(Collected data entries)

+ + + + + + +

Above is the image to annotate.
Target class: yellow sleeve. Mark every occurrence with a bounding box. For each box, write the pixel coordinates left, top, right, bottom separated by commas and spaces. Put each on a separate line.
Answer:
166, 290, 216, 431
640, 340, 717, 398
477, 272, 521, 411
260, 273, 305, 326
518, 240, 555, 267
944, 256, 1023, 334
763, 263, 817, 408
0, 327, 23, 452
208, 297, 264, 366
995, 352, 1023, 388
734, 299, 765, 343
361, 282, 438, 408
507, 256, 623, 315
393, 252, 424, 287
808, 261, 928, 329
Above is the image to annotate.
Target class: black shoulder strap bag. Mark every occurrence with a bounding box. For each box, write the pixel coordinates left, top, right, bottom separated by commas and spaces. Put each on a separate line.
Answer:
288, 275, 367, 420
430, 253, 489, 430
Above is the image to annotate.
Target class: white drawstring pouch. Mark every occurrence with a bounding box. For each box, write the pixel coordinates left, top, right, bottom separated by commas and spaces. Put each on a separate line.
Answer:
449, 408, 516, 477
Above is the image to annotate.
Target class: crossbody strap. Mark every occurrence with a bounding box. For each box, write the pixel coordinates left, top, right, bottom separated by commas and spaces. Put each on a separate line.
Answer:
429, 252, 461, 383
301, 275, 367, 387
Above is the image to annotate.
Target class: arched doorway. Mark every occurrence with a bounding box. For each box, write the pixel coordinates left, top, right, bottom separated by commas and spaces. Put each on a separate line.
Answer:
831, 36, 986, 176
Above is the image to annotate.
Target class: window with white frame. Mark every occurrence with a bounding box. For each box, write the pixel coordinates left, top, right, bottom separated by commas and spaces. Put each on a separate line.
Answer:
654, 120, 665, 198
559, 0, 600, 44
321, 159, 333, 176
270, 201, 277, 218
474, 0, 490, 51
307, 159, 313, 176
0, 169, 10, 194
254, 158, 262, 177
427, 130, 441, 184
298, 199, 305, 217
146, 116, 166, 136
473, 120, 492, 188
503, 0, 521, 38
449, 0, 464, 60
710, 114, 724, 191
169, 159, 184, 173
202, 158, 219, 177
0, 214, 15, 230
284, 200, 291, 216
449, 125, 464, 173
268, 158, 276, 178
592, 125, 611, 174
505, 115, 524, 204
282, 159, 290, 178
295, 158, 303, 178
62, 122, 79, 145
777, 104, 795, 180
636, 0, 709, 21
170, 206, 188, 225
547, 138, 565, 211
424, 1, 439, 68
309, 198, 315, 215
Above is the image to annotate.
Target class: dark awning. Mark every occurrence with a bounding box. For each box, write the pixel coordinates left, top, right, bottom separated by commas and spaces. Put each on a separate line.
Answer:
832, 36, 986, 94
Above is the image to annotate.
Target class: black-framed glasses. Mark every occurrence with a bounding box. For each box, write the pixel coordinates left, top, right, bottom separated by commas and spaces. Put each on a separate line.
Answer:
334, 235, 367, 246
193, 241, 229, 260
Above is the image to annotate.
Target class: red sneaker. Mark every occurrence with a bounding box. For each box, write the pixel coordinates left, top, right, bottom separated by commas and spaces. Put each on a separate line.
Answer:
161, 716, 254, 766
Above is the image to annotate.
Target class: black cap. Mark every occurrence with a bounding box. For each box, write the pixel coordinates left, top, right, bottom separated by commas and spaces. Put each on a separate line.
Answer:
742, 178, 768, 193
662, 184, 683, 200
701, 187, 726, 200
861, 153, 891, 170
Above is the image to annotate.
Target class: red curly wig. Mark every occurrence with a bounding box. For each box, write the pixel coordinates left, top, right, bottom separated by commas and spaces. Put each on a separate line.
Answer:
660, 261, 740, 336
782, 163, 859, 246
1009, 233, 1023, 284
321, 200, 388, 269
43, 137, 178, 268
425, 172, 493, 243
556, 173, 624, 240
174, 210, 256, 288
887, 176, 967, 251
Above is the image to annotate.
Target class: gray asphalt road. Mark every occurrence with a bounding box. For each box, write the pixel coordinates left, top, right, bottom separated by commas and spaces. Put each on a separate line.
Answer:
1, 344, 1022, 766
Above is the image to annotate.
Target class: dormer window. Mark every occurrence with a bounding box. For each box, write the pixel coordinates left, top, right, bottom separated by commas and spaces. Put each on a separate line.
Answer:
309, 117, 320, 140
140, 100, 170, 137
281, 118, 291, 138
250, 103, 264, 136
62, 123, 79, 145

+ + + + + + +

For the records above, state how many lines contain "white". Add nothing to the number.

2